TASKS TO COMPLETE =>
a) From the threshold tools notebook page below, list every extreme event it defines as an example.
b) According to the threshold tools notebook page below, which county should be selected when retrieving data for the example analyses?

EXCERPTED PASSAGE =>
AE Overview

Threshold Tools: Defining and analyzing custom extreme events

A notebook for defining and analyzing different types of extreme events using the get_block_maxima function in threshold_tools. For a basic introduction and explanations of the functions in the threshold_tools module, see the notebook threshold_basics.ipynb

This notebook calculates the Block Maximum Series for 4 differently defined extreme events (Step 2), then proceeds with extreme value analysis for each of the 4 event types (Step 3).

This notebook also includes a discussion of some of the relevant underlying assumptions of extreme value theory, in particular around the effective sample size of the data that is used in the block maxima approach (under example 3 in Step 2).

The 4 differently defined extreme events used as examples in this notebook are:

Example 1: hottest hour in each year
Example 2: the hottest continuous 3-hour event in each year
Example 3: the hottest temperature that is reached 3 days in a row
Example 4: hottest temperature that is reached for 4 hours a day, for 3 days in a row

Intended Application: As a user, I want to understand the expected frequency of different types of extreme events.

Step 0: Setup

Import needed libraries and functions.

import panel as pn
pn.extension()
import matplotlib.pyplot as plt

import climakitae as ck
from climakitae.explore import threshold_tools
from climakitae.explore.threshold_tools import get_block_maxima, get_return_value, get_return_period

Step 1: Select and retrieve data of interest

In the code cell below, the ck.Select() function of the climakitae app displays an interface for data selection.

To perform the example analyses provided later in this notebook, we will set the data retrieval selections to the following:

hourly temperature data in degrees Fahrenheit
SSP 3-7.0, no historical data (you can explore the analysis for other scenarios as well, the choice of SSP 3.7 is for the purpose of this example)
choose Sacramento County, and take an area average (the following analyses can also be performed on spatial data, but will take longer to run)

DATASET ENTRIES =>
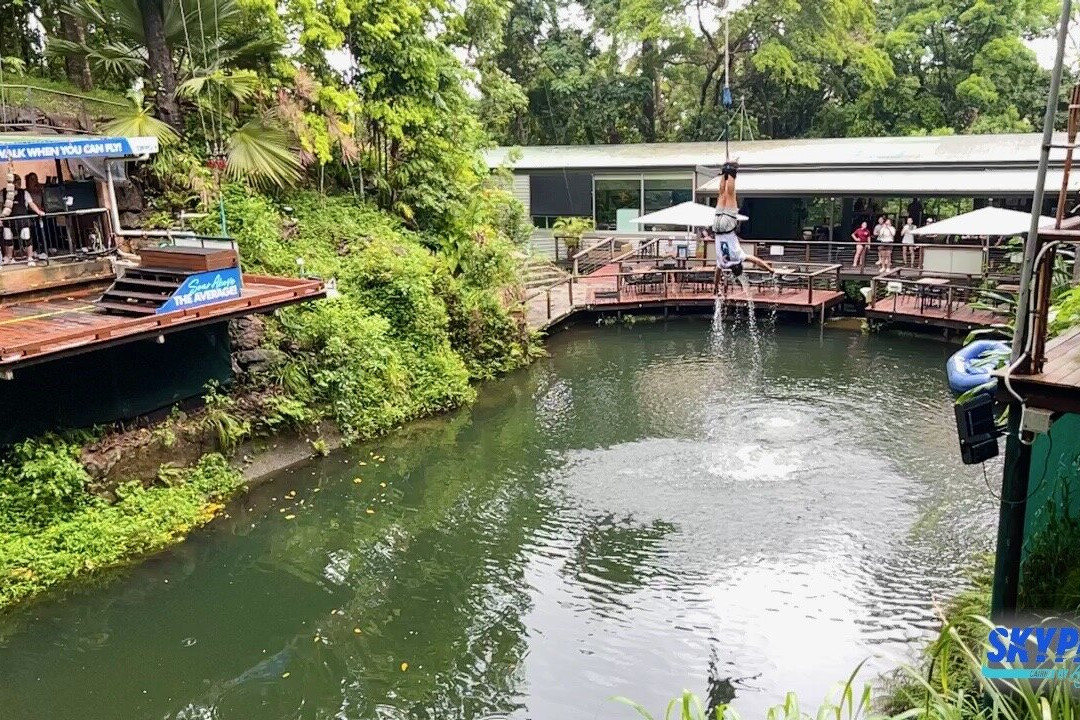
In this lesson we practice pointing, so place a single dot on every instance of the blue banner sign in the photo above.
(203, 289)
(1045, 651)
(75, 147)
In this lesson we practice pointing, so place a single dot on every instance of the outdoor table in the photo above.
(927, 287)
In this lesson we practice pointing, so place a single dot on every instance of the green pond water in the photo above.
(650, 508)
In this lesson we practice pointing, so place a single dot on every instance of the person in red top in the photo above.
(862, 238)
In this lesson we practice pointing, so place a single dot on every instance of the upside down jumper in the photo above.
(731, 255)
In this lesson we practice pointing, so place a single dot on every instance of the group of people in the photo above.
(21, 234)
(885, 235)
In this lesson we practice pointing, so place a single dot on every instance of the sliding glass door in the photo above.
(620, 199)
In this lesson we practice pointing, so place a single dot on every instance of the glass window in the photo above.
(664, 192)
(618, 201)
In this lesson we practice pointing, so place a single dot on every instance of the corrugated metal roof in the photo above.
(954, 150)
(966, 182)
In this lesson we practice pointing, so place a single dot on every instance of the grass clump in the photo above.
(65, 538)
(413, 326)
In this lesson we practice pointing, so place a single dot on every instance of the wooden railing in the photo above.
(810, 276)
(594, 257)
(547, 294)
(956, 291)
(707, 281)
(997, 259)
(646, 250)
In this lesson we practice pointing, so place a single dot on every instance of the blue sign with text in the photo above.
(203, 289)
(1034, 652)
(66, 148)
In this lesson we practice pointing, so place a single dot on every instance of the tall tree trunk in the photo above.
(160, 63)
(77, 67)
(650, 69)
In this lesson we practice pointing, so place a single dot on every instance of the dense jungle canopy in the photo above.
(395, 96)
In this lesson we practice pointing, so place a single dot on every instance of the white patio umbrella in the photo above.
(991, 221)
(687, 215)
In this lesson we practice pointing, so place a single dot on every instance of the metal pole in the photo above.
(1030, 247)
(1014, 481)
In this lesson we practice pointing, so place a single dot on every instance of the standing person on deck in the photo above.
(729, 253)
(16, 225)
(886, 238)
(907, 240)
(862, 238)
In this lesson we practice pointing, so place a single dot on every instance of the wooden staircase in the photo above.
(145, 288)
(142, 290)
(538, 272)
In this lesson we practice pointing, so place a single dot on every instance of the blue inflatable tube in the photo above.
(961, 376)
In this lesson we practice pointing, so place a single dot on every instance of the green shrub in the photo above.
(98, 534)
(412, 326)
(40, 479)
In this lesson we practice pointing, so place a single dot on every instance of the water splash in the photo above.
(717, 334)
(752, 329)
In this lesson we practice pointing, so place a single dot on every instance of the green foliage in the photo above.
(1051, 570)
(39, 479)
(223, 422)
(948, 684)
(92, 534)
(138, 122)
(407, 334)
(571, 229)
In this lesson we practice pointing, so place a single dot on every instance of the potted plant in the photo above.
(570, 230)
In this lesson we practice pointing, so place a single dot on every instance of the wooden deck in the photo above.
(1057, 386)
(955, 316)
(602, 291)
(59, 326)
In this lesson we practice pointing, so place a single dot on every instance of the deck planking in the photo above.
(1057, 386)
(601, 293)
(905, 309)
(39, 330)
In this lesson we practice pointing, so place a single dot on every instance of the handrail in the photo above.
(44, 236)
(584, 253)
(592, 247)
(636, 250)
(958, 288)
(80, 96)
(547, 291)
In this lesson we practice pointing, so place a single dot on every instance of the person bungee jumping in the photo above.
(730, 254)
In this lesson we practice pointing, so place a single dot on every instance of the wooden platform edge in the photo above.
(292, 290)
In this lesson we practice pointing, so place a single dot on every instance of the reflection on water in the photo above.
(648, 510)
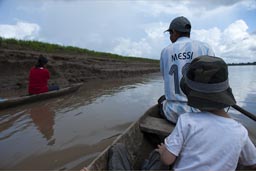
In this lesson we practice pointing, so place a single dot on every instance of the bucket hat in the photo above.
(181, 24)
(42, 60)
(206, 85)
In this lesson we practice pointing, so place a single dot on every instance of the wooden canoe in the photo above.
(13, 102)
(137, 138)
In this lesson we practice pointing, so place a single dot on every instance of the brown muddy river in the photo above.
(67, 132)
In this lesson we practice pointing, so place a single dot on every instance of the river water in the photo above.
(69, 131)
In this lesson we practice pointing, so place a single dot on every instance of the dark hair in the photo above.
(41, 61)
(183, 34)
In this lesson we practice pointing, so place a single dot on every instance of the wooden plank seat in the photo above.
(156, 125)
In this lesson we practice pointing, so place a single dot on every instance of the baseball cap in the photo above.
(181, 24)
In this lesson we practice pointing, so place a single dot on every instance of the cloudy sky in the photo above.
(133, 28)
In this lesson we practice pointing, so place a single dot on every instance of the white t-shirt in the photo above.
(174, 58)
(203, 141)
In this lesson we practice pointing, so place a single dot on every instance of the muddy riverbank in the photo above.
(65, 69)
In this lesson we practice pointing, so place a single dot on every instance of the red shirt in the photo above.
(38, 80)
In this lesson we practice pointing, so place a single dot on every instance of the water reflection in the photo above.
(43, 118)
(69, 131)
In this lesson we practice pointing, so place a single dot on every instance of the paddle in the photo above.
(248, 114)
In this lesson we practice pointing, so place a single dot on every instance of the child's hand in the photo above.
(161, 148)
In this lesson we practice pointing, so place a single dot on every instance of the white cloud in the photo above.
(149, 46)
(129, 48)
(21, 30)
(234, 43)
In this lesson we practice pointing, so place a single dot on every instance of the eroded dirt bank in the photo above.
(65, 69)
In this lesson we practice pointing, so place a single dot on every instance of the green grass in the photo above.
(55, 48)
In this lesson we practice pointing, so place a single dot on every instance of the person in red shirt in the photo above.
(38, 78)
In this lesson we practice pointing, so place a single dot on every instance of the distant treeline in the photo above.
(248, 63)
(55, 48)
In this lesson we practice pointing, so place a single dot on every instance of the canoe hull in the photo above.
(134, 140)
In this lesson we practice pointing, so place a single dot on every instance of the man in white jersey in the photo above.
(174, 59)
(209, 139)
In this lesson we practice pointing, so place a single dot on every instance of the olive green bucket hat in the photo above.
(205, 83)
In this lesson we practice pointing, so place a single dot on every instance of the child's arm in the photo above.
(167, 157)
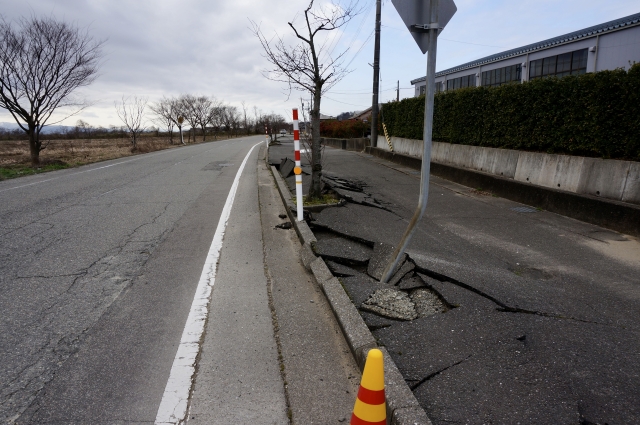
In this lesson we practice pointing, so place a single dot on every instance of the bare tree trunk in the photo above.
(34, 147)
(316, 160)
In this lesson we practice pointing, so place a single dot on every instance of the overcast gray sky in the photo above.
(168, 47)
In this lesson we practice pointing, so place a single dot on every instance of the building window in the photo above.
(572, 63)
(462, 82)
(500, 76)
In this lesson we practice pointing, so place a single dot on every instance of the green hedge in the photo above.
(346, 129)
(596, 114)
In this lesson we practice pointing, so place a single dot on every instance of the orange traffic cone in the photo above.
(370, 407)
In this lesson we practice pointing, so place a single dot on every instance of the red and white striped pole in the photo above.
(297, 169)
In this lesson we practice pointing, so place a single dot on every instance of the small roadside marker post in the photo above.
(297, 169)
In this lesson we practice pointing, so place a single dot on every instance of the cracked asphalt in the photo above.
(97, 271)
(541, 324)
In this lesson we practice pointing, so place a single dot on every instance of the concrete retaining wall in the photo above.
(606, 178)
(347, 144)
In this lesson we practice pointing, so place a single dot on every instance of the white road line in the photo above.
(175, 400)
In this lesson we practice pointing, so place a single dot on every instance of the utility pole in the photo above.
(376, 79)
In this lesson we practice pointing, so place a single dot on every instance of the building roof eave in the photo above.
(631, 20)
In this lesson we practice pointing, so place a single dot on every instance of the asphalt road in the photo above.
(543, 318)
(98, 269)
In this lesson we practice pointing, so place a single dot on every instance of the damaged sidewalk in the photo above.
(497, 313)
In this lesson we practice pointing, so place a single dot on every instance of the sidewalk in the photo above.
(523, 316)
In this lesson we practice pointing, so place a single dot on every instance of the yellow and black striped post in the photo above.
(370, 407)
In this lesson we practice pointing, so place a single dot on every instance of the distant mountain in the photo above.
(46, 130)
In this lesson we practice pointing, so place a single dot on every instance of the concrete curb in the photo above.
(615, 215)
(402, 406)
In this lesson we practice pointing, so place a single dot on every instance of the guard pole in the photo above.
(297, 169)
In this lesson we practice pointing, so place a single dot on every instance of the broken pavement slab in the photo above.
(360, 287)
(411, 281)
(343, 251)
(374, 321)
(380, 259)
(405, 270)
(340, 270)
(391, 303)
(427, 303)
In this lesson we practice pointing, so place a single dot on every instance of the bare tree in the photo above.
(42, 62)
(187, 108)
(201, 109)
(165, 115)
(131, 113)
(300, 66)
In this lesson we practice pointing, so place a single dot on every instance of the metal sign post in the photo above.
(298, 168)
(425, 32)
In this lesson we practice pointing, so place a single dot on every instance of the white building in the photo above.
(607, 46)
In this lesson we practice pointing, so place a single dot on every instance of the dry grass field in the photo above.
(59, 154)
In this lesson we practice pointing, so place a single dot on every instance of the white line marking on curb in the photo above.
(173, 407)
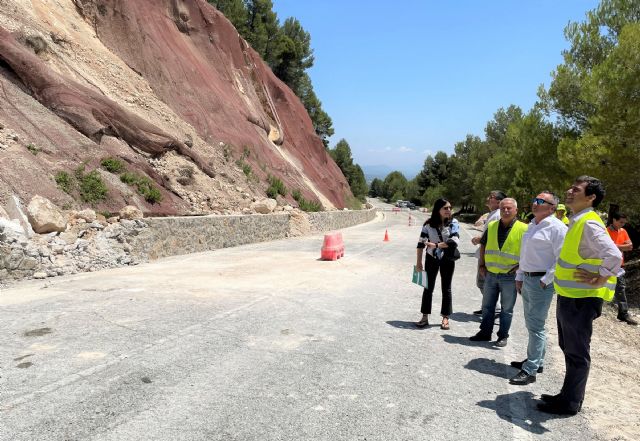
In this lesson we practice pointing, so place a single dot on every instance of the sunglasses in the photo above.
(540, 201)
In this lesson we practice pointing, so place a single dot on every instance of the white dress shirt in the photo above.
(541, 245)
(597, 244)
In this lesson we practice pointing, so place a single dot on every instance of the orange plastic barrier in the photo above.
(332, 247)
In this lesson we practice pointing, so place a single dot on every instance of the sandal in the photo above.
(424, 321)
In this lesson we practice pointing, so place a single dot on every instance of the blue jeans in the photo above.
(503, 286)
(535, 301)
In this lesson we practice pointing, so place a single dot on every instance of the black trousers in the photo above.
(446, 268)
(575, 326)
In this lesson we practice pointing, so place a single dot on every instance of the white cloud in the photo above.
(402, 149)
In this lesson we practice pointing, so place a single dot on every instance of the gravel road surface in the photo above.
(265, 342)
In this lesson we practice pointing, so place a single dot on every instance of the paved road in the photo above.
(264, 342)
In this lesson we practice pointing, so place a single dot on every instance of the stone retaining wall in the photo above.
(171, 236)
(91, 247)
(184, 235)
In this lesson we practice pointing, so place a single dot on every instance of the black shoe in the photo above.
(480, 337)
(556, 408)
(519, 364)
(501, 342)
(627, 318)
(550, 398)
(522, 379)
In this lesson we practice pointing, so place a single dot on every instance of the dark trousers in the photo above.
(575, 325)
(446, 268)
(620, 297)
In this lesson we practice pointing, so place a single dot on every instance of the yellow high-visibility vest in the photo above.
(566, 284)
(502, 260)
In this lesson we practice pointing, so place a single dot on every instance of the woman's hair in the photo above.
(435, 220)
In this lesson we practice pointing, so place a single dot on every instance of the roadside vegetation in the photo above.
(144, 186)
(304, 204)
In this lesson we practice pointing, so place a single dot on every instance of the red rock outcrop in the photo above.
(160, 72)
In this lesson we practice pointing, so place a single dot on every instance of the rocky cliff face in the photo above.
(169, 88)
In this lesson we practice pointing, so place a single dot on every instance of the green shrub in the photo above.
(144, 186)
(129, 178)
(112, 165)
(276, 187)
(64, 181)
(33, 149)
(91, 187)
(304, 204)
(246, 168)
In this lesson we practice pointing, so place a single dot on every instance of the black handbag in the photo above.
(451, 253)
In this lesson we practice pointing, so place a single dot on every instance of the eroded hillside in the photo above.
(167, 87)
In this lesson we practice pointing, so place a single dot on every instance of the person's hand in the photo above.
(593, 279)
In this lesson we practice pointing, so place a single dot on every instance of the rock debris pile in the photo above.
(85, 241)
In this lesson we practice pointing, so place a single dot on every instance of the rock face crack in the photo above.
(89, 112)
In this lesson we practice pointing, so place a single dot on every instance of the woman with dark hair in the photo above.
(439, 233)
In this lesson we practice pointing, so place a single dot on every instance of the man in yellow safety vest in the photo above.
(498, 262)
(585, 276)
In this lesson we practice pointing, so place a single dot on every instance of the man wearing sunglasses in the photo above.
(540, 249)
(585, 276)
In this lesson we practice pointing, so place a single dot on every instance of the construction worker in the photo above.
(622, 240)
(585, 276)
(561, 213)
(498, 262)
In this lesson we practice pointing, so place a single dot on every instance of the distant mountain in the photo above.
(381, 171)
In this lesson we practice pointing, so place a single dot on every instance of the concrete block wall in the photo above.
(172, 236)
(163, 237)
(184, 235)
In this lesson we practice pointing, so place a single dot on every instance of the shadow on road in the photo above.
(490, 367)
(464, 341)
(519, 408)
(407, 325)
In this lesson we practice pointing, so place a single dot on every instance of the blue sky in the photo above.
(402, 80)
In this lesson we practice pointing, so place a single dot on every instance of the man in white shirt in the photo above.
(541, 246)
(493, 203)
(581, 286)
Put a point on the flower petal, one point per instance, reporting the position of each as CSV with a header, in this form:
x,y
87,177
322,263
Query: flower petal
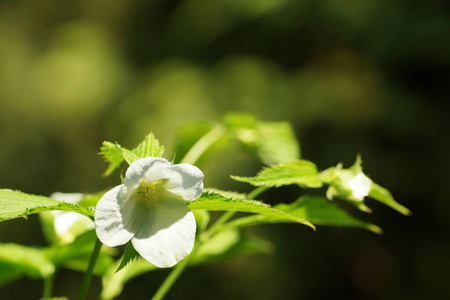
x,y
116,219
184,180
139,169
167,235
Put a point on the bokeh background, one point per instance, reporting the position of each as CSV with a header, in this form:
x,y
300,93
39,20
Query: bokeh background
x,y
369,77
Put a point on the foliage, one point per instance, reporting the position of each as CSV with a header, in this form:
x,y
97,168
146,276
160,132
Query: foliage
x,y
273,143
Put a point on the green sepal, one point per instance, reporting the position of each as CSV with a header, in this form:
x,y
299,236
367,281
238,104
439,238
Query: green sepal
x,y
128,256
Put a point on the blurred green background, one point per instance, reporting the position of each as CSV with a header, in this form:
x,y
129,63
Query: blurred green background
x,y
369,77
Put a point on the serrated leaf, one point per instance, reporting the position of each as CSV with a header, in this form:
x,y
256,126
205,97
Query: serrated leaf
x,y
149,147
272,142
116,154
129,255
112,154
14,204
226,194
384,196
216,202
224,245
317,210
188,135
113,282
301,172
29,260
129,155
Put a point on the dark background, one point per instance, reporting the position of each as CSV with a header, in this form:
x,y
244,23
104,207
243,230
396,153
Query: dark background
x,y
369,77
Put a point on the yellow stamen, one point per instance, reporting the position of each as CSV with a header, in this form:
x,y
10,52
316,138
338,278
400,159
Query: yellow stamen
x,y
149,194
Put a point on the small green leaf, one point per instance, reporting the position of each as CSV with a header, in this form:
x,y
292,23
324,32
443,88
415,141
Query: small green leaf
x,y
129,255
9,273
14,204
216,202
113,282
317,210
226,194
202,218
111,153
301,172
149,147
29,260
384,196
272,142
129,156
116,154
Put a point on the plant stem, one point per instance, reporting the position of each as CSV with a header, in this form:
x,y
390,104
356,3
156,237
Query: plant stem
x,y
88,275
48,286
203,144
174,274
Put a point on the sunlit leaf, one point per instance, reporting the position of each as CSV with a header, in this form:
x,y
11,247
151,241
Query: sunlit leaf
x,y
384,196
317,210
301,172
115,154
149,147
272,142
216,202
14,204
129,255
29,260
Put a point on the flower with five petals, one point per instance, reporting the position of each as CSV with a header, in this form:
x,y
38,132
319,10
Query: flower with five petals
x,y
150,209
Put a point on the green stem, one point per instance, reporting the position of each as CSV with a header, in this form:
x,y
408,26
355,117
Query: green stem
x,y
48,286
174,274
203,144
88,275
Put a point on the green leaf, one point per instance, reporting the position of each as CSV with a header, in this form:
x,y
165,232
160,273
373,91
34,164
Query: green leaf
x,y
28,260
216,202
14,204
384,196
202,218
272,142
226,194
9,273
115,154
301,172
149,147
225,244
317,210
111,153
129,255
113,282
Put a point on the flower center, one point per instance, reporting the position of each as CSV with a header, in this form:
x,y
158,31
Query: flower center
x,y
148,194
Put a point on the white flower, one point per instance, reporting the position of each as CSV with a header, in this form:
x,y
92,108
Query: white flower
x,y
150,209
360,186
69,225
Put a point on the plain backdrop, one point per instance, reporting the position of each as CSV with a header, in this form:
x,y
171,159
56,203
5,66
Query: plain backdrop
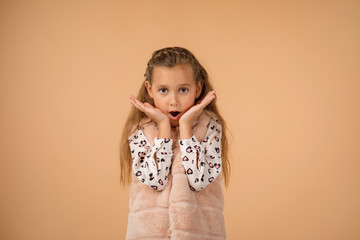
x,y
287,75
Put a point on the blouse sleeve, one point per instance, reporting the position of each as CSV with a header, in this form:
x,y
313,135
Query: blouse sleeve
x,y
143,159
208,154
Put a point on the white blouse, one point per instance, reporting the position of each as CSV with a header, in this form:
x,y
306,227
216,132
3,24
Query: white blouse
x,y
201,160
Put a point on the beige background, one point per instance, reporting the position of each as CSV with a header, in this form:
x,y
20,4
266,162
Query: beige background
x,y
288,80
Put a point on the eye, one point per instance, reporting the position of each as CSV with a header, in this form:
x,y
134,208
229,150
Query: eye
x,y
184,90
163,90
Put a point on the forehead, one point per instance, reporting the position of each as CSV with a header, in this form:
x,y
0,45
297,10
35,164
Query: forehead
x,y
177,75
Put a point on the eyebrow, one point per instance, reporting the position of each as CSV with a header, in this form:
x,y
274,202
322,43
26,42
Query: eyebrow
x,y
182,85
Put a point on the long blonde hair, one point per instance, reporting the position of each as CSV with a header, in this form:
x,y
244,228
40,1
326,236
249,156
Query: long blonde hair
x,y
170,57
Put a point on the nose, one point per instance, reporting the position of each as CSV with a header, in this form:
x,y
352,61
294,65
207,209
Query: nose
x,y
173,100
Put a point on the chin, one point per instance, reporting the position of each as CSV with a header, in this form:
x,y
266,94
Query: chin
x,y
174,124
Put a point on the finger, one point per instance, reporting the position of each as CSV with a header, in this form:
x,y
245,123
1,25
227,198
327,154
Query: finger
x,y
146,104
208,98
139,105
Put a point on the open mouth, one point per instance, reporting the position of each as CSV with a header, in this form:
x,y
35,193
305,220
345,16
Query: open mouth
x,y
174,113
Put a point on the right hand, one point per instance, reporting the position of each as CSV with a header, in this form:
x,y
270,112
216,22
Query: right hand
x,y
152,112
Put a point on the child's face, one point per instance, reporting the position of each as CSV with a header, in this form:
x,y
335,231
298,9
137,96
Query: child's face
x,y
173,90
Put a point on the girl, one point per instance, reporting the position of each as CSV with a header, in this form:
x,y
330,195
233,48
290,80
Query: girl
x,y
176,154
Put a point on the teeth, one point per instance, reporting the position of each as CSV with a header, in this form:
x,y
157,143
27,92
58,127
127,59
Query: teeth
x,y
174,114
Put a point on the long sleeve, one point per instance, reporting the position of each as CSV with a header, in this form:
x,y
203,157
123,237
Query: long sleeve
x,y
202,161
143,159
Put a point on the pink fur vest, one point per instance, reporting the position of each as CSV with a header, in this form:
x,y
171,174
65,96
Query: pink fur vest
x,y
176,212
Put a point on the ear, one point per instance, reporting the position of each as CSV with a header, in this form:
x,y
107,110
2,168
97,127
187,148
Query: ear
x,y
148,88
199,88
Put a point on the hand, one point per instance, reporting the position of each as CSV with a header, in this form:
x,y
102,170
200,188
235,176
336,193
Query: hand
x,y
194,112
152,112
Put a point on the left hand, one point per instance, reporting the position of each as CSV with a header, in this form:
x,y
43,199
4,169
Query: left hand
x,y
194,112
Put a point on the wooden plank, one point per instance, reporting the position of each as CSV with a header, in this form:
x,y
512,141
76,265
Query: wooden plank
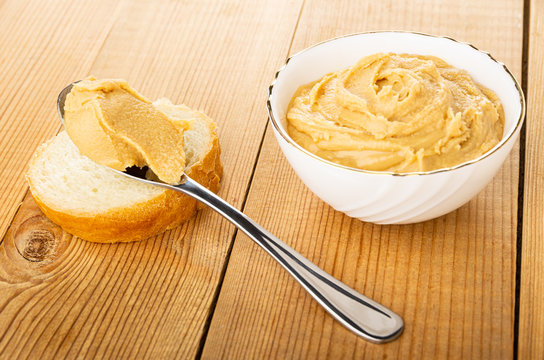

PROBLEM SOLUTIONS =>
a)
- Hottest hour in each year
- The hottest continuous 3-hour event in each year
- The hottest temperature that is reached 3 days in a row
- Hottest temperature that is reached for 4 hours a day, for 3 days in a row

b) Sacramento County.